### SET PROBLEM
Starting at the line that contains "Internal audit: confirm the presence of the road" and ending with the last of the records below, copy only those lines with "evidence" substituted by "proof" and everything else left unchanged.

### DATA FOR THIS TASK
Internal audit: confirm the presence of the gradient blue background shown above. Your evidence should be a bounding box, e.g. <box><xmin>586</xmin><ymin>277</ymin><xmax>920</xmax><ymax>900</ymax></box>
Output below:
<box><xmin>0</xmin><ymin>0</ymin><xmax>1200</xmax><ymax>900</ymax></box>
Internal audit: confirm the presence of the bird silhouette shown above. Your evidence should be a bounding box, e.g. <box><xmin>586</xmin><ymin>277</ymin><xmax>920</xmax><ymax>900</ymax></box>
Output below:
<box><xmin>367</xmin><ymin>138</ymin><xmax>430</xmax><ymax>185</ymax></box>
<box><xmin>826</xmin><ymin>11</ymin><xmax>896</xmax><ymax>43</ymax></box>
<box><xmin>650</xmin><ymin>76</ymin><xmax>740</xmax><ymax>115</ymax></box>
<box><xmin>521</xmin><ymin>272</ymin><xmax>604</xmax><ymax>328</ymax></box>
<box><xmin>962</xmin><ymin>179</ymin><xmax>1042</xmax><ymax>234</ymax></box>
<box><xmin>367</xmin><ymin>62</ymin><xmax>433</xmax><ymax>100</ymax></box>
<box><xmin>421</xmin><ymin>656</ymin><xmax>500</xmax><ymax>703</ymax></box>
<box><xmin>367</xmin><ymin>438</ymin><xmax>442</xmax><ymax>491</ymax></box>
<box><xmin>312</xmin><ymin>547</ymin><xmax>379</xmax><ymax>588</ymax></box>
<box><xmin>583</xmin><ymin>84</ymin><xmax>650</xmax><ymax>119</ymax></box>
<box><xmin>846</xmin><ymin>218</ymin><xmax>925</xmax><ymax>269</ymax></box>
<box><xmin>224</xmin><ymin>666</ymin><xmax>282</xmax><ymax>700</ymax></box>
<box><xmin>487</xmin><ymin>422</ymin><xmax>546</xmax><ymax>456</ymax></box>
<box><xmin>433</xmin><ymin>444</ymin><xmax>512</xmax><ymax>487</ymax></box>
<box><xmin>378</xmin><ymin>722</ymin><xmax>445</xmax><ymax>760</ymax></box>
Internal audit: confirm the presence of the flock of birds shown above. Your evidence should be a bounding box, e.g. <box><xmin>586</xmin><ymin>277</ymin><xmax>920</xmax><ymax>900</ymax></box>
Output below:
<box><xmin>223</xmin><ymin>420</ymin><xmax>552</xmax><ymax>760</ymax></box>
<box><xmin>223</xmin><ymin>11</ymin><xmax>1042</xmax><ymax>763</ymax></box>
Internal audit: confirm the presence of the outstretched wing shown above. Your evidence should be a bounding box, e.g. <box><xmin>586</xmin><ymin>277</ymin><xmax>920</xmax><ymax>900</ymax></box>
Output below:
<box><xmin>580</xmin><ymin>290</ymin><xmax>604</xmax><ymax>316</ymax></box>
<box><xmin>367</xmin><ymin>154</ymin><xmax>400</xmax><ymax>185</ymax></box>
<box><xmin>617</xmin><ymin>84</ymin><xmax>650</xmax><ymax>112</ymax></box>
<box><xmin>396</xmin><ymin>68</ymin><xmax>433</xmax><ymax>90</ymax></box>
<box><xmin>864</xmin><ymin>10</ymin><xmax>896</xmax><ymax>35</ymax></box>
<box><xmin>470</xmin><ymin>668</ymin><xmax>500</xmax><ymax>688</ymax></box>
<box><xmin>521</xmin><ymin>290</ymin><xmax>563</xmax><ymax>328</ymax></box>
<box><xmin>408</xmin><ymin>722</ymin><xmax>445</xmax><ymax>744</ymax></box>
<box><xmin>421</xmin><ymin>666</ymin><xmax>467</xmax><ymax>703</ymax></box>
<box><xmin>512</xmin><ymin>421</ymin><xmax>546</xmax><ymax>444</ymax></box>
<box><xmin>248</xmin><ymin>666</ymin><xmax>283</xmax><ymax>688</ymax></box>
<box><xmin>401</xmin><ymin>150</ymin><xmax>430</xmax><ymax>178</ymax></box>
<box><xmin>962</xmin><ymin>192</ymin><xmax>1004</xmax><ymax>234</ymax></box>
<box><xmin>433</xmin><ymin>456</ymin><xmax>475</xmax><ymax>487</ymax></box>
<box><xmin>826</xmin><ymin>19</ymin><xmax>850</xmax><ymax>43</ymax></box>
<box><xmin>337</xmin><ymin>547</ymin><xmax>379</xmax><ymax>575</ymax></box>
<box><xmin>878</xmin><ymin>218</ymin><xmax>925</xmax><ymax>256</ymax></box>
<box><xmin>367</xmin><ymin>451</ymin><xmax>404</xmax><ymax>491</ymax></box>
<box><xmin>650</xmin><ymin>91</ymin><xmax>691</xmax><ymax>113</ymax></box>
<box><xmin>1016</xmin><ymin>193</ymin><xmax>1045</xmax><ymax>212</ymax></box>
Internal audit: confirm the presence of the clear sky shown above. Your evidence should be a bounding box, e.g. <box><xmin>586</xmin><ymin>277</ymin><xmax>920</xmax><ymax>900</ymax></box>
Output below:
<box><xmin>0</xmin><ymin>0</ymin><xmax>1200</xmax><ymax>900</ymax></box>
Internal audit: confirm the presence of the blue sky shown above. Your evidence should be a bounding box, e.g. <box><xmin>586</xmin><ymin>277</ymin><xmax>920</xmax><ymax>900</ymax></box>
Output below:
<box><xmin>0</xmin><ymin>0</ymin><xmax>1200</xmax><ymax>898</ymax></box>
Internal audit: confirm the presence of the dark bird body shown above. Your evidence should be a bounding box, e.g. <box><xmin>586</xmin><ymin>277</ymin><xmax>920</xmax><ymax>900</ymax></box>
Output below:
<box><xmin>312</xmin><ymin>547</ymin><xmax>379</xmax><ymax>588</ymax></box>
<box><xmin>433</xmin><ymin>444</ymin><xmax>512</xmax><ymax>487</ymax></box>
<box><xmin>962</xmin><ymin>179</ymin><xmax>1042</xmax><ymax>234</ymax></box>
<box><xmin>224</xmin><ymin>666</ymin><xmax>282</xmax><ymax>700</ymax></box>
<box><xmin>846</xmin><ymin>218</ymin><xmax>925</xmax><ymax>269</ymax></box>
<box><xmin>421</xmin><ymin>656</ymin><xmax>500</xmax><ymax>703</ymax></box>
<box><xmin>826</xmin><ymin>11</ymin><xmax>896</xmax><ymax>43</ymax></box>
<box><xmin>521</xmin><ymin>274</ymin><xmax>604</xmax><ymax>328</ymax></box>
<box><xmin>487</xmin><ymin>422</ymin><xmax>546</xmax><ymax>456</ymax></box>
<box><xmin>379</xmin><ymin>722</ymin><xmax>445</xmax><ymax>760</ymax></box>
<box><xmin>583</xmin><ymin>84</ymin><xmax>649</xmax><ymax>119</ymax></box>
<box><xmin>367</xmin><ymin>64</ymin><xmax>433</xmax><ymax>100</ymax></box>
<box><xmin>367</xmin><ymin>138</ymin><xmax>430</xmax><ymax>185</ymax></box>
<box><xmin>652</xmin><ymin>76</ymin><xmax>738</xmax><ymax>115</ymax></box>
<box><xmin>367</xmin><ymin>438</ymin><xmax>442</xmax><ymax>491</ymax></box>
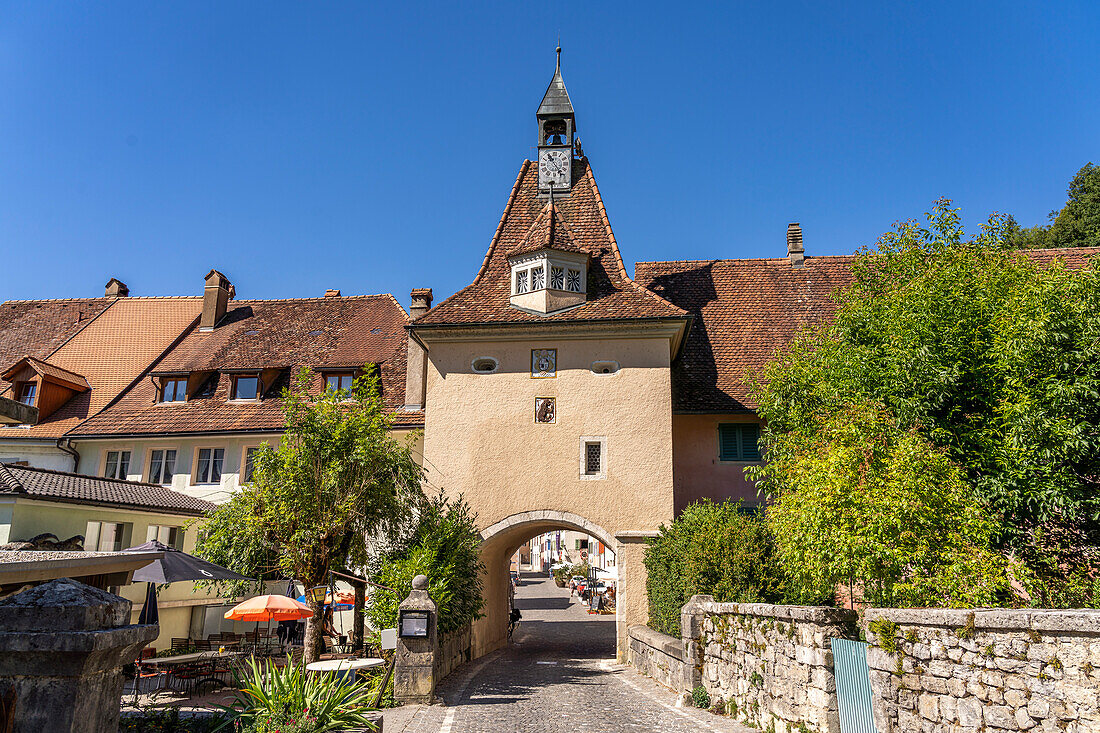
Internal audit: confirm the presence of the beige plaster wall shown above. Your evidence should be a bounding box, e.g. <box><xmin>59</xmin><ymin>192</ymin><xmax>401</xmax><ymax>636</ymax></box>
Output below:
<box><xmin>424</xmin><ymin>336</ymin><xmax>673</xmax><ymax>655</ymax></box>
<box><xmin>672</xmin><ymin>415</ymin><xmax>760</xmax><ymax>514</ymax></box>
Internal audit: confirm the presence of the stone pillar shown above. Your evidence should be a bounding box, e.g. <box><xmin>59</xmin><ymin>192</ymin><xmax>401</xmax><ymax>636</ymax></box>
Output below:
<box><xmin>0</xmin><ymin>578</ymin><xmax>161</xmax><ymax>733</ymax></box>
<box><xmin>680</xmin><ymin>595</ymin><xmax>714</xmax><ymax>690</ymax></box>
<box><xmin>615</xmin><ymin>532</ymin><xmax>657</xmax><ymax>664</ymax></box>
<box><xmin>394</xmin><ymin>576</ymin><xmax>439</xmax><ymax>703</ymax></box>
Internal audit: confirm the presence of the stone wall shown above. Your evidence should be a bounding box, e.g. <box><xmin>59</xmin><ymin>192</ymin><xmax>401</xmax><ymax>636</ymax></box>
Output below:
<box><xmin>866</xmin><ymin>609</ymin><xmax>1100</xmax><ymax>733</ymax></box>
<box><xmin>628</xmin><ymin>624</ymin><xmax>694</xmax><ymax>692</ymax></box>
<box><xmin>685</xmin><ymin>601</ymin><xmax>858</xmax><ymax>733</ymax></box>
<box><xmin>435</xmin><ymin>624</ymin><xmax>470</xmax><ymax>682</ymax></box>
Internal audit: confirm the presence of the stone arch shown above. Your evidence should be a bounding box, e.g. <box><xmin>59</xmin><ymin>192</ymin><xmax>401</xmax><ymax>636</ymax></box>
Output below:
<box><xmin>471</xmin><ymin>510</ymin><xmax>637</xmax><ymax>658</ymax></box>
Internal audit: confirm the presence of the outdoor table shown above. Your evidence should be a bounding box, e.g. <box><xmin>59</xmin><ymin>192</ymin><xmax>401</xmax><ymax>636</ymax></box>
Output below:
<box><xmin>134</xmin><ymin>650</ymin><xmax>241</xmax><ymax>699</ymax></box>
<box><xmin>306</xmin><ymin>657</ymin><xmax>386</xmax><ymax>680</ymax></box>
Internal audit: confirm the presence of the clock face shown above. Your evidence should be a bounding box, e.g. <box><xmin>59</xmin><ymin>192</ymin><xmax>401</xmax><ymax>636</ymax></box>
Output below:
<box><xmin>539</xmin><ymin>150</ymin><xmax>572</xmax><ymax>187</ymax></box>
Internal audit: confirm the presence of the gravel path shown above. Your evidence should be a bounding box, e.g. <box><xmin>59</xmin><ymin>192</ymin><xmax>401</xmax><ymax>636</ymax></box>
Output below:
<box><xmin>400</xmin><ymin>575</ymin><xmax>749</xmax><ymax>733</ymax></box>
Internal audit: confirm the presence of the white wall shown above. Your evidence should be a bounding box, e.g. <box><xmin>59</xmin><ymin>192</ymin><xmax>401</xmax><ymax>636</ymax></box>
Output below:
<box><xmin>0</xmin><ymin>440</ymin><xmax>73</xmax><ymax>471</ymax></box>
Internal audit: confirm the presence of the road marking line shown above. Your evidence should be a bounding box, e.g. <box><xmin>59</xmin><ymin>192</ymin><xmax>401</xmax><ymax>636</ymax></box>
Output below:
<box><xmin>602</xmin><ymin>659</ymin><xmax>726</xmax><ymax>733</ymax></box>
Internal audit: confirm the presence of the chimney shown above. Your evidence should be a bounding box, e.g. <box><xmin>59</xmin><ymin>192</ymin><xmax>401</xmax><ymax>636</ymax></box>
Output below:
<box><xmin>103</xmin><ymin>277</ymin><xmax>130</xmax><ymax>298</ymax></box>
<box><xmin>787</xmin><ymin>221</ymin><xmax>806</xmax><ymax>267</ymax></box>
<box><xmin>403</xmin><ymin>287</ymin><xmax>431</xmax><ymax>412</ymax></box>
<box><xmin>199</xmin><ymin>270</ymin><xmax>237</xmax><ymax>331</ymax></box>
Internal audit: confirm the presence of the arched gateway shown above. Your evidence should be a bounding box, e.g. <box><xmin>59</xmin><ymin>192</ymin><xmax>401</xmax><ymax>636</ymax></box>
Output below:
<box><xmin>406</xmin><ymin>51</ymin><xmax>689</xmax><ymax>656</ymax></box>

### FINISHED TASK
Internal audit: confirm the presence of the road marking line shown above. Your proof should be a bounding box, e.g. <box><xmin>59</xmin><ymin>192</ymin><xmax>401</xmax><ymax>636</ymax></box>
Output below:
<box><xmin>602</xmin><ymin>659</ymin><xmax>726</xmax><ymax>733</ymax></box>
Internal audit: confirm the presence of the chimney shown above. Your proof should be a bounding box, e.g. <box><xmin>59</xmin><ymin>192</ymin><xmax>401</xmax><ymax>636</ymax></box>
Output below:
<box><xmin>103</xmin><ymin>277</ymin><xmax>130</xmax><ymax>298</ymax></box>
<box><xmin>787</xmin><ymin>221</ymin><xmax>806</xmax><ymax>267</ymax></box>
<box><xmin>403</xmin><ymin>287</ymin><xmax>431</xmax><ymax>412</ymax></box>
<box><xmin>199</xmin><ymin>270</ymin><xmax>237</xmax><ymax>331</ymax></box>
Internal audit: confirm the presence of the arched gateway shown above. Your proof should be a bounding box, e.g. <box><xmin>59</xmin><ymin>192</ymin><xmax>401</xmax><ymax>636</ymax></box>
Output below:
<box><xmin>406</xmin><ymin>51</ymin><xmax>689</xmax><ymax>656</ymax></box>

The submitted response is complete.